What is required
Transcribe the following records exactly, images excluded.

Data in this exercise
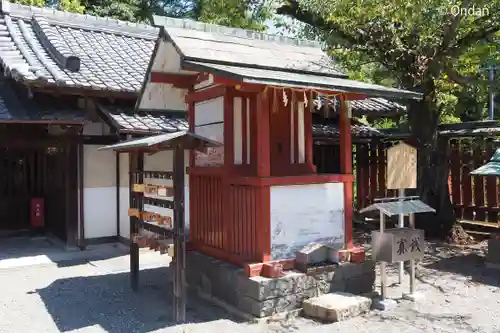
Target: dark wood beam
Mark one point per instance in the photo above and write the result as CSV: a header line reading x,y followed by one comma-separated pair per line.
x,y
182,81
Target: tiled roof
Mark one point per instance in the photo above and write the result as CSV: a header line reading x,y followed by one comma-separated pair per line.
x,y
467,129
15,108
256,58
128,120
375,106
211,43
45,46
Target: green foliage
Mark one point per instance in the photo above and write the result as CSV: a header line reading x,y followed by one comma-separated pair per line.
x,y
383,123
246,14
74,6
406,43
235,13
37,3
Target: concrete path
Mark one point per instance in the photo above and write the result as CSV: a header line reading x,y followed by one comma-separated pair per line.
x,y
461,296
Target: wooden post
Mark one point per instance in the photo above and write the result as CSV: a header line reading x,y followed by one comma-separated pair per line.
x,y
262,135
346,168
135,165
179,237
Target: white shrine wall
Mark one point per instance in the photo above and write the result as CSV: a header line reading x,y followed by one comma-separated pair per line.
x,y
305,214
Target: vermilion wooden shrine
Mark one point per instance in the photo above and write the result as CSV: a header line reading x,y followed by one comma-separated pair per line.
x,y
258,198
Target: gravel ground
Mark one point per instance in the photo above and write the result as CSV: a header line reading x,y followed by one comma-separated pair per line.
x,y
460,296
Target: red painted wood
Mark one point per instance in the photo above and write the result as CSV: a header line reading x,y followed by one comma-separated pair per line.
x,y
228,129
466,183
291,180
373,172
346,168
479,190
455,177
381,171
366,176
262,139
491,189
295,129
184,81
205,94
244,139
361,183
308,133
279,133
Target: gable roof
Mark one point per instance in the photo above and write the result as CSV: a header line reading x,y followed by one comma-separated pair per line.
x,y
257,58
211,43
50,110
42,46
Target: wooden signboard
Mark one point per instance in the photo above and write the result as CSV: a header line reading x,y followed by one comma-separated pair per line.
x,y
401,167
138,188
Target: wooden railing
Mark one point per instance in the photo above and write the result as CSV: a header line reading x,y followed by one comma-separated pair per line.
x,y
227,220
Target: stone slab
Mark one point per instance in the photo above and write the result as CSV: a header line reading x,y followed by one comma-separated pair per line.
x,y
384,304
493,251
414,297
262,296
336,306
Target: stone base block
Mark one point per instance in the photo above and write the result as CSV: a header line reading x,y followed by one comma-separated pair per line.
x,y
336,306
263,297
493,256
384,304
415,297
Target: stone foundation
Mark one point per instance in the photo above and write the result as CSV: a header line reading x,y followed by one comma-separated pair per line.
x,y
262,297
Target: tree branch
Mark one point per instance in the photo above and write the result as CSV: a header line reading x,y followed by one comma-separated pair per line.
x,y
462,80
450,30
293,9
480,34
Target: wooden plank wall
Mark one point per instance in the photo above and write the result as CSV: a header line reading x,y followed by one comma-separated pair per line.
x,y
475,198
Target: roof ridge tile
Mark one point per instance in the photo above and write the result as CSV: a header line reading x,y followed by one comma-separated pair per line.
x,y
83,21
52,42
171,22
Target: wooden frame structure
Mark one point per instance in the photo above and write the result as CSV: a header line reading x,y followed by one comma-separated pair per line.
x,y
257,102
178,142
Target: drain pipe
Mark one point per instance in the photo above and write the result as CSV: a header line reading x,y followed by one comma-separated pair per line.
x,y
81,242
492,93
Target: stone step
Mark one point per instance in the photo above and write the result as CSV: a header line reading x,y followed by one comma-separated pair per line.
x,y
336,306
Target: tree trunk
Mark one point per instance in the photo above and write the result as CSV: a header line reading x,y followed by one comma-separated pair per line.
x,y
433,164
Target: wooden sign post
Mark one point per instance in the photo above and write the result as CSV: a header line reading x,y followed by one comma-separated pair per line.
x,y
179,237
160,227
401,174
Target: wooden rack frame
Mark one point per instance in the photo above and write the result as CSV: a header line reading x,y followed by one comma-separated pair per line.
x,y
138,200
177,142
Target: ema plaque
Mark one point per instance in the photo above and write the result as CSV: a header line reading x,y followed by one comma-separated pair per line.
x,y
401,167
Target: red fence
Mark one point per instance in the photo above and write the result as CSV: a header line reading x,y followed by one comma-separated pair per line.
x,y
475,198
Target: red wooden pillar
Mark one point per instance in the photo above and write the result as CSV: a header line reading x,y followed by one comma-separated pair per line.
x,y
346,168
261,135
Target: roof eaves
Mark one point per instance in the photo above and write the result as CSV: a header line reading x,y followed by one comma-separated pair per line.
x,y
164,21
80,21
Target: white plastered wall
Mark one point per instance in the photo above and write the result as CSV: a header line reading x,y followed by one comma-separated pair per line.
x,y
99,193
304,214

Solved problem
Target: dark wood beam
Mark one point per instance in the photo above and write the result as CSV: a header line reading x,y followed by one comma-separated pair per line.
x,y
182,81
Target: tiled roof
Mark one point per instance in the photo above and write the result as CSV: a header line reading x,y followed by one comma-separated pair per line.
x,y
467,129
15,108
256,58
128,120
375,106
211,43
45,46
Target: green foliage
Mark one point per instance in the photo above and write the result as CSV: a header line reading x,y followed by one comma-separated pair per line.
x,y
383,123
246,14
74,6
406,43
235,13
37,3
Target: concrete path
Mark one point per instance in the photo above and write the result as CSV: a header line reading x,y followed by one comma-separated pair per line.
x,y
461,296
Target: wooden post
Mark one point per instance in the photo above and write the result as CSV: a header line reading x,y followed by one comma-separated pair per line.
x,y
262,135
346,168
135,165
179,237
Target: white shrine wall
Mark one point per instance in the photo above and write the result as CSV: a header line reading x,y followed by one comma-separated pair per line.
x,y
305,214
Target: vermilion wooden shrine
Mark one point per instance in the photo above and write the result as CSV: a header line reading x,y followed by one comma-separated pair per line.
x,y
258,198
Target: gravel ground
Mark one point per instance in the photo above and write the result as CSV: a header line reading x,y followed by one comma-separated pair per line.
x,y
460,296
Target: red painted wood
Mark one point per instance in the photo above and write the result as CSV: a header line reading x,y followed by one comma-separated pair per line.
x,y
228,129
466,183
291,180
373,172
346,168
479,190
455,177
381,171
366,176
262,139
491,189
295,129
184,81
205,94
244,139
361,183
308,133
279,133
Target: gable roof
Mark one point per instance in the photo above and write the result as CSV: a header line reading x,y followed by one comma-separated pair per line.
x,y
257,58
211,43
50,110
42,46
Target: wooden signboard
Mark one point per instance in the photo above and write the result as CSV: a header line reading x,y followed by one comma-separated pair per line.
x,y
401,167
138,188
Target: wooden railing
Mark one point per instance in the photo above and write the result as CSV: a header line reading x,y followed by one comma-separated pair per line.
x,y
227,220
Target: stone slab
Mark one point per instance in the photo above and write the result as CSV: a header line reading x,y followed by one comma-separated pair per line.
x,y
384,304
493,251
414,297
262,296
336,306
Target: stone base block
Mark one point per instance in the photo above and write the result as CSV: a header line reading x,y followed by one comma-separated pair per line.
x,y
336,306
263,297
493,256
384,304
415,297
Target: stone foundation
Mark one point per instance in the photo above and write the result as CSV: a header line reading x,y followed by one comma-separated pair per line.
x,y
262,297
Target: tree branch
Mark one point per instance in the photo above and write the result as CSV: a header line reading x,y followed by one comma-separated pair per line.
x,y
462,80
450,30
293,9
480,34
Target: wooden plank wall
Mark one point per instance in the photo above and write the result as CSV: a header line reading x,y followed by one comma-separated pair per line.
x,y
475,198
Target: roof ridge tile
Mark one point per instance in the photo above and write the result as CSV: a header line reading x,y followed by one comma-separated pair per line.
x,y
83,21
52,42
171,22
Target: wooden frame structure
Mark one point per instance in the photo above and write the result as CSV: a header line reading x,y followed by one comma-separated pair per line.
x,y
257,102
178,142
Target: drain pipe
Mark one point per instance in the photo above and write the result as CSV: a header line reading x,y followed by one comma-separated pair per line.
x,y
81,242
492,93
Target: stone step
Mark one point per instance in the photo above and write the result as CSV: a header line reading x,y followed by one comma-separated pair per line.
x,y
336,306
Target: tree trunk
Mark one point per instance in the photo above and write the result as CSV: a header line reading x,y followed by one comma-separated pair per line.
x,y
433,164
Target: wooden sign post
Mark one point per instance in the photo above and write the result as CSV: a header line reading x,y followed by one comma-separated pair per line.
x,y
179,237
160,227
401,174
Target: wooden rack frame
Mark one point per instance in the photo above and write the result as CSV: a header line reading x,y followed by one comma-separated pair per line.
x,y
138,200
177,142
Target: ema plaque
Mark one point per instance in the photo above and write the result as CSV: a header line reading x,y followed by one comma-separated pair per line.
x,y
401,167
Target: red fence
Mark one point per instance in the photo above and write the result as CSV: a header line reading x,y followed by one comma-separated pair per line.
x,y
475,198
Target: red wooden pillar
Mark one point per instance in the photo above and write the result as CSV: a header line reading x,y followed by one comma-separated pair per line.
x,y
346,168
261,135
Target: roof eaves
Mark one point per instance in the photo above and write the result as CSV: a header line reading x,y followed by one comma-separated pair per line.
x,y
164,21
80,21
Target: white plastered wall
Mark one point per instance in the photo above and write the result as CSV: a header line reading x,y followed by one comma-separated pair per line.
x,y
99,193
304,214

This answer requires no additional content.